Repeat, line for line, the entries printed below.

#### Extracted information:
════════════════
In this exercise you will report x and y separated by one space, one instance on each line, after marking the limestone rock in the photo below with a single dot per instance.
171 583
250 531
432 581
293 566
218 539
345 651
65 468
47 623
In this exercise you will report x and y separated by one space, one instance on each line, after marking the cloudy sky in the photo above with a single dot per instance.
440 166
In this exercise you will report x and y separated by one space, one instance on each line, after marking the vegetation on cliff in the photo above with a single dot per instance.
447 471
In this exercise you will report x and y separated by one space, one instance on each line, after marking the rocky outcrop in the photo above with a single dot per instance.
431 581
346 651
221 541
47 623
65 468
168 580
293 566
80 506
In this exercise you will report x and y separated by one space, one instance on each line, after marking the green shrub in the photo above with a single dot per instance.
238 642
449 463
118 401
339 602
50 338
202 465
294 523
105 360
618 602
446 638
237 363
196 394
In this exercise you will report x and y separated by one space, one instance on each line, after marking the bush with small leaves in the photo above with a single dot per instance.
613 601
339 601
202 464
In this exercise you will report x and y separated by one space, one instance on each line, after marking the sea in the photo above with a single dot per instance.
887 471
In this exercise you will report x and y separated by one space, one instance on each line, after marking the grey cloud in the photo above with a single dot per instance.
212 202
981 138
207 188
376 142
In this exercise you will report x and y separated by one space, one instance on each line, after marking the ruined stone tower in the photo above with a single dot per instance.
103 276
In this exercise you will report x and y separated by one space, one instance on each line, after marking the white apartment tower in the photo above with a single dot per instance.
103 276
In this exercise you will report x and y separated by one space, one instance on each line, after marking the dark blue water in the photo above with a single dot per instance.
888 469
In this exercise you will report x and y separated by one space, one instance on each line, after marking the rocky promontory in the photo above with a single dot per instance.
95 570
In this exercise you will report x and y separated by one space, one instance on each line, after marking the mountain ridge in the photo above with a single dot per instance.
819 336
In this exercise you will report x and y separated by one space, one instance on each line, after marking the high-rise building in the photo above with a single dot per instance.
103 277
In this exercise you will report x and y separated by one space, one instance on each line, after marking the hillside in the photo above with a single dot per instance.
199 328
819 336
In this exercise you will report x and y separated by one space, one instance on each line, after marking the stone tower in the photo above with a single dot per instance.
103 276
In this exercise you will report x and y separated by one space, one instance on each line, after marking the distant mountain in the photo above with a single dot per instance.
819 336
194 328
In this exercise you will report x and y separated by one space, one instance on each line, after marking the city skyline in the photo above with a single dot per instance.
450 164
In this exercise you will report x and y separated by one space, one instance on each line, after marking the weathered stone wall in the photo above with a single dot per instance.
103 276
════════════════
#### Completed task:
In this exercise you will report x and y separated by one space, one instance on each line, after marking the limestone rock in the photo below with a single dot per instance.
171 583
250 531
432 581
293 566
218 539
345 651
65 468
47 623
In this exercise you will report x and y separated by one space, one instance on each line, after marking the cloudy sky in the photo above with a single dot per instance.
440 166
In this exercise you will report x and y separated by one space, one instance on each line, after marking the vegetation on cliff in the photo above with a single dot per instance.
447 471
In this exercise you will report x and y separated by one space, one instance on each line, after marking the rocky outcrop in the photo above with a single dot per instance.
431 581
346 651
221 541
47 623
65 468
168 580
293 566
80 506
In this exercise you will report x and y separated by one space, one instance on each line, after marking the green shrub in the photo above with a single dot per instance.
238 642
449 463
118 401
339 602
50 338
202 465
294 523
105 360
618 602
446 638
237 363
196 394
In this exercise you will report x and y separated by one space, one instance on each line, after marking the bush with small leaves in the photo above with a single dot per instance.
613 601
339 601
202 464
In this exercise you will report x and y separated by one space, one instance on each line, after marking the sea in the photo above with a single dot per instance.
887 471
In this exercise you will report x and y separated by one space, one instance on each line, after marking the grey cloud in the photo above with a single dot per instance.
212 202
981 138
207 188
376 142
In this exercise you will report x and y separated by one space, one instance on each line, after marking the ruined stone tower in the photo above with a single dot per instance.
103 276
In this exercise you will report x and y separated by one space, one instance on each line, after marking the white apartment tower in the photo above with a single dot per instance.
103 276
In this exercise you will report x and y separated by one space, one instance on each line, after marking the dark blue water in the photo above with a single dot per instance.
888 469
In this exercise you will report x and y separated by one space, one instance on each line, after marking the rocky promontory in the photo above with a single dot per instance.
95 570
In this exercise you will report x and y separated by one space, one instance on each line, after marking the mountain ridge in the photo above with a single dot per instance.
819 336
In this exercise you will report x and y separated by one space, one instance on each line, after marking the high-rise building in the photo above with a single dot per instance.
103 277
In this exercise you will report x and y separated by one space, one instance on each line, after marking the hillside in the photo above with a single dot per instance.
199 328
819 336
In this exercise you will report x and y separated by one space, one instance on each line, after marking the stone tower in the photo above with a single dot per instance.
103 276
In this exercise you will report x and y separated by one space, one instance on each line, after marking the distant mountain in the photo above with a single dot per instance.
819 336
194 328
In this exercise you will report x and y separated by one space, one instance on each line, after marking the city skyline in the photo above with a single dot per instance.
450 164
In this exercise you will report x and y separated by one space, one instance on each line, after marking the weathered stone wall in the photo above with a single dot per instance.
103 276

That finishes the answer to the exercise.